WHAT THE TASK REQUIRES. Could you rewrite all of these lines, replacing "instance" with "object" everywhere it occurs and leaving everything else unchanged?

======

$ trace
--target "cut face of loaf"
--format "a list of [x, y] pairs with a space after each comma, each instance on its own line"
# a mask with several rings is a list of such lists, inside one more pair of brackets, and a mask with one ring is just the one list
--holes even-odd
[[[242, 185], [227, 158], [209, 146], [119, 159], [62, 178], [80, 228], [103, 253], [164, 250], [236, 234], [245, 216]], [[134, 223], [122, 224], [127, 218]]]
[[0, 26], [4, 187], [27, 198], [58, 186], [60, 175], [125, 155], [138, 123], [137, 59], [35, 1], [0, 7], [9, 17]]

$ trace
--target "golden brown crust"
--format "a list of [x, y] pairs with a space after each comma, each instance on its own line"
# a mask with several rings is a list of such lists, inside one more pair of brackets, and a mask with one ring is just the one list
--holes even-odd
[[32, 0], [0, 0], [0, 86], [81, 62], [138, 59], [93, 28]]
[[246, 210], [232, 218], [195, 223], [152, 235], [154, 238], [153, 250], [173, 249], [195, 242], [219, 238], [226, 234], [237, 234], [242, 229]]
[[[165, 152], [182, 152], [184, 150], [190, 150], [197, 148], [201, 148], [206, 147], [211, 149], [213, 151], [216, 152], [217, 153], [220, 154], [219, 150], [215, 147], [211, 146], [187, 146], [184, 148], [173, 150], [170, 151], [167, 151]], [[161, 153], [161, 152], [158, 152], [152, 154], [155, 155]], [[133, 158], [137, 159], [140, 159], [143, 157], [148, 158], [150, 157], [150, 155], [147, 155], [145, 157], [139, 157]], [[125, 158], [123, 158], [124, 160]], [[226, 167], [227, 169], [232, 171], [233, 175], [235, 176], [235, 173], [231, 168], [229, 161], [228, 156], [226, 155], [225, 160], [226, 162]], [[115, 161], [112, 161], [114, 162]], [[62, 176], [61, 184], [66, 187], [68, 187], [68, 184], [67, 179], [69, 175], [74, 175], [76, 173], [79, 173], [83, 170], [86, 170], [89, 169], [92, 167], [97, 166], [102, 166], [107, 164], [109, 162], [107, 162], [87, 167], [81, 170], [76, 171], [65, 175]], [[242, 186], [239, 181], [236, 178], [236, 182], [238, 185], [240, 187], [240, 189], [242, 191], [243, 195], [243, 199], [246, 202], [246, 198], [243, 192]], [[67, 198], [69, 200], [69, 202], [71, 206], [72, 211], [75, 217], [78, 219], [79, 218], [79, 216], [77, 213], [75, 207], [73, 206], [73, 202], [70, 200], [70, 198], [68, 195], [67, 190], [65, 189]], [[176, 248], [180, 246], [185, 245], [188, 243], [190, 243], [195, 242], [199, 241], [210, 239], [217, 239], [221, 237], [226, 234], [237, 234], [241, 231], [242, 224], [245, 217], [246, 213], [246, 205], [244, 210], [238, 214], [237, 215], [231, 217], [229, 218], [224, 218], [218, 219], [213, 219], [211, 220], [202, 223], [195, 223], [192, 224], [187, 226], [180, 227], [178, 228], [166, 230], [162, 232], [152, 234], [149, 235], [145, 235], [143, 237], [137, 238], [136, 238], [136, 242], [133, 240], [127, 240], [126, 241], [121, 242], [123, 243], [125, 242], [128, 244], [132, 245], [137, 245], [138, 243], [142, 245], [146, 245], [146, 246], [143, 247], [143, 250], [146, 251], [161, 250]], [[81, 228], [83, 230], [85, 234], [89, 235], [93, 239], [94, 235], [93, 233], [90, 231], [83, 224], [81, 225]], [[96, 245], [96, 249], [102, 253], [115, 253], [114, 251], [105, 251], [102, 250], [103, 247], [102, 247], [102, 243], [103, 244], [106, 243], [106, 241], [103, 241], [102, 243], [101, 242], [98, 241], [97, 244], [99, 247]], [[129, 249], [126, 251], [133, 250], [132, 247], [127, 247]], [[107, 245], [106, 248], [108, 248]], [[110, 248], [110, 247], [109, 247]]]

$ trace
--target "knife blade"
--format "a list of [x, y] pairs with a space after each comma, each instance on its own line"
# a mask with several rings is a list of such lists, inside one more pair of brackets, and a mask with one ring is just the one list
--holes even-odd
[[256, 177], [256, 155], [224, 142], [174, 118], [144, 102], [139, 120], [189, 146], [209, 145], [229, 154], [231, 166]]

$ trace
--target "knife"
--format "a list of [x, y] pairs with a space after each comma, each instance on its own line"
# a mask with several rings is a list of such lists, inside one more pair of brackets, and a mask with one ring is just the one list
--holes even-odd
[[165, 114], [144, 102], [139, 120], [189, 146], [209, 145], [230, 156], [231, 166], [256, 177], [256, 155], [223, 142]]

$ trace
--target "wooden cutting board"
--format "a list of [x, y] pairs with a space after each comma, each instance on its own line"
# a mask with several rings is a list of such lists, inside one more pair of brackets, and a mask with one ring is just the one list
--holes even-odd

======

EXERCISE OUTPUT.
$ trace
--target "cut face of loaf"
--format "a list of [x, y] pairs with a space after each comma, each object on its own line"
# a mask with several rings is a list of such lists, inside one more pair of brackets, and a mask with one ring is just the one list
--holes even-odd
[[[242, 185], [227, 158], [209, 146], [119, 159], [62, 178], [80, 228], [103, 253], [164, 250], [236, 234], [245, 216]], [[134, 223], [122, 224], [127, 218]]]
[[0, 26], [4, 187], [27, 198], [58, 186], [60, 175], [125, 155], [138, 123], [137, 59], [35, 1], [0, 7], [9, 17]]

$ trace
--target "golden brown crust"
--format "a list of [x, y] pairs with a space after each comma, each object on its own line"
# a mask with several rings is a list of such lists, inside one more pair of brackets, and a mask with one ring is just the one list
--holes even-odd
[[32, 0], [0, 0], [0, 86], [81, 62], [138, 59], [93, 28]]
[[246, 210], [232, 218], [195, 223], [152, 235], [154, 238], [153, 250], [173, 249], [195, 242], [219, 238], [226, 234], [237, 234], [242, 229]]
[[[165, 152], [182, 152], [184, 150], [190, 150], [197, 148], [201, 148], [206, 147], [211, 149], [213, 151], [216, 152], [217, 153], [220, 154], [219, 150], [215, 147], [211, 146], [187, 146], [184, 148], [173, 150], [170, 151], [167, 151]], [[161, 153], [161, 152], [158, 152], [152, 154], [155, 155]], [[133, 158], [137, 159], [140, 159], [143, 157], [148, 158], [150, 157], [150, 155], [147, 155], [145, 157], [139, 157]], [[125, 158], [123, 158], [124, 160]], [[226, 167], [227, 169], [232, 171], [233, 175], [235, 176], [235, 173], [231, 168], [229, 161], [228, 156], [226, 155], [225, 160], [226, 162]], [[115, 161], [112, 161], [114, 162]], [[62, 176], [61, 184], [66, 187], [68, 187], [68, 184], [67, 179], [69, 175], [74, 175], [76, 173], [79, 173], [83, 170], [86, 170], [89, 169], [92, 167], [97, 166], [102, 166], [107, 164], [109, 162], [107, 162], [87, 167], [81, 170], [76, 171], [65, 175]], [[242, 186], [239, 181], [236, 178], [236, 182], [238, 185], [240, 187], [240, 189], [242, 191], [243, 195], [243, 199], [246, 202], [246, 198], [243, 192]], [[67, 198], [69, 200], [69, 202], [71, 206], [72, 211], [75, 217], [78, 219], [79, 218], [79, 216], [77, 213], [75, 207], [73, 206], [73, 202], [70, 200], [70, 198], [68, 195], [67, 190], [65, 189]], [[176, 248], [180, 246], [185, 245], [188, 243], [190, 243], [195, 242], [199, 241], [210, 239], [217, 239], [221, 237], [226, 234], [237, 234], [241, 231], [242, 224], [245, 217], [246, 213], [246, 205], [244, 210], [238, 214], [237, 215], [231, 217], [229, 218], [224, 218], [218, 219], [213, 219], [211, 220], [202, 223], [195, 223], [192, 224], [187, 226], [180, 227], [178, 228], [166, 230], [162, 232], [152, 234], [149, 235], [145, 235], [143, 237], [137, 238], [136, 238], [136, 242], [133, 240], [127, 240], [126, 241], [121, 242], [123, 243], [125, 242], [128, 244], [132, 245], [137, 245], [138, 243], [142, 245], [146, 245], [146, 246], [143, 247], [143, 250], [146, 251], [161, 250]], [[81, 228], [83, 230], [85, 234], [89, 235], [93, 239], [94, 235], [93, 233], [90, 231], [83, 224], [81, 225]], [[96, 245], [96, 249], [102, 253], [115, 253], [114, 251], [105, 251], [102, 250], [103, 247], [102, 247], [102, 243], [103, 244], [106, 243], [106, 241], [103, 241], [102, 243], [101, 242], [98, 241], [97, 244], [99, 247]], [[129, 249], [126, 251], [133, 250], [132, 247], [127, 247]], [[107, 245], [106, 248], [108, 248]], [[110, 248], [110, 247], [109, 247]]]

$ trace
--target "knife blade"
--format "a list of [x, y] pairs with a space after each comma, each object on its own line"
# a mask with several rings is a list of such lists, inside one more pair of brackets, and a mask with one ring is just the one list
--holes even-odd
[[256, 177], [256, 155], [224, 142], [174, 118], [144, 102], [139, 120], [189, 146], [209, 145], [229, 154], [231, 166]]

$ trace
--target "knife"
--format "a list of [x, y] pairs with a space after each comma, each object on its own line"
# a mask with several rings is a list of such lists, inside one more pair of brackets, and a mask with one ring is just the one list
--holes even-odd
[[165, 114], [144, 102], [139, 120], [189, 146], [209, 145], [230, 156], [231, 166], [256, 177], [256, 155], [223, 142]]

$ trace
--target "wooden cutting board"
--format "a list of [x, y] pairs with a space after each comma, each object on its own line"
# a mask with several rings is a list of such lists, inside one more pair of brackets, and a mask with one ring is just the one list
--holes even-odd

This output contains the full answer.